(Saved entries)
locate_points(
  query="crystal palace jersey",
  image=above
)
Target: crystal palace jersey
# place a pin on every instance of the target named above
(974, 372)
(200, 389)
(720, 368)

## Your task
Leaving no line out, return the data above verbatim.

## Finished exercise
locate_points(
  query="crystal palace jersey",
  image=above
)
Target: crystal palace jersey
# place a pin on every instance of the target named above
(974, 372)
(200, 389)
(720, 368)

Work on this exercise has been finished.